→ **Requirement**: Rewrite the whole listing below as a two-column Markdown table headed Row and Line. Give each line its own row number and leave out any blank lines.

------------------------------------------------------------

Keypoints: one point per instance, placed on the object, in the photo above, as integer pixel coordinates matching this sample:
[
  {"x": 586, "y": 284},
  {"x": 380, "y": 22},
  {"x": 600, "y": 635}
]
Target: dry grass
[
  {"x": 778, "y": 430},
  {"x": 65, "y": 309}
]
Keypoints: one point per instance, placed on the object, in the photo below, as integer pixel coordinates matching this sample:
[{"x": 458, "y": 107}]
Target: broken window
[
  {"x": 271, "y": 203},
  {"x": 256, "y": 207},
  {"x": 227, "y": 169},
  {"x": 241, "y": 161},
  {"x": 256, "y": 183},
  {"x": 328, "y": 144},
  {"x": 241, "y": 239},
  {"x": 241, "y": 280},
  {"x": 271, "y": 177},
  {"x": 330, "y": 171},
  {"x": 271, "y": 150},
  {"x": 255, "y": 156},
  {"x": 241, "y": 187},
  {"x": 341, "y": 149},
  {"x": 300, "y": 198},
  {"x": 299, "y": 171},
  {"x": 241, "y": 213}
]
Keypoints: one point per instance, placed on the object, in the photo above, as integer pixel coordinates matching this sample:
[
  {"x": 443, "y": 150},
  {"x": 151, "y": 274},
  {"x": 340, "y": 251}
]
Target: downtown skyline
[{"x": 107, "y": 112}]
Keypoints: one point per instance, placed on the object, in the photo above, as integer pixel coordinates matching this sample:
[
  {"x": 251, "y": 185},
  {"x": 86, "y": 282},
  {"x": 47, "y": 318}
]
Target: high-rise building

------------------------------------------------------------

→ **Solution to this task**:
| Row | Line |
|---|---|
| 1 | Keypoints: one point per instance, placed on the object, in the photo above, as integer pixel coordinates matching this sample: |
| 2 | [ |
| 3 |   {"x": 586, "y": 284}, |
| 4 |   {"x": 380, "y": 22}, |
| 5 |   {"x": 600, "y": 635} |
| 6 | ] |
| 7 | Target: dry grass |
| 8 | [ |
| 9 |   {"x": 778, "y": 430}, |
| 10 |   {"x": 65, "y": 309} |
| 11 | ] |
| 12 | Keypoints: one point per instance, placed on the object, in the photo below, as integer pixel coordinates matching this sample: |
| 13 | [{"x": 458, "y": 107}] |
| 14 | Target: broken window |
| 15 | [ |
| 16 |   {"x": 271, "y": 203}, |
| 17 |   {"x": 256, "y": 207}, |
| 18 |   {"x": 227, "y": 169}, |
| 19 |   {"x": 241, "y": 161}, |
| 20 |   {"x": 256, "y": 183}, |
| 21 |   {"x": 328, "y": 144}, |
| 22 |   {"x": 241, "y": 239}, |
| 23 |   {"x": 241, "y": 280}, |
| 24 |   {"x": 271, "y": 177}, |
| 25 |   {"x": 330, "y": 171}, |
| 26 |   {"x": 271, "y": 150}, |
| 27 |   {"x": 255, "y": 156}, |
| 28 |   {"x": 241, "y": 187}, |
| 29 |   {"x": 341, "y": 149}, |
| 30 |   {"x": 300, "y": 198}, |
| 31 |   {"x": 299, "y": 171}, |
| 32 |   {"x": 241, "y": 213} |
| 33 | ] |
| 34 | Keypoints: one point per instance, placed on the object, in the photo above, as integer pixel coordinates matching this sample: |
| 35 | [ |
| 36 |   {"x": 443, "y": 150}, |
| 37 |   {"x": 151, "y": 274}, |
| 38 |   {"x": 340, "y": 251} |
| 39 | ] |
| 40 | Target: downtown skyline |
| 41 | [{"x": 107, "y": 112}] |
| 42 | Keypoints: one point per instance, placed on the object, in the photo above, as integer pixel coordinates matching this sample: |
| 43 | [ |
| 44 |   {"x": 251, "y": 185}, |
| 45 |   {"x": 86, "y": 282}, |
| 46 |   {"x": 47, "y": 318} |
| 47 | ] |
| 48 | Target: high-rise building |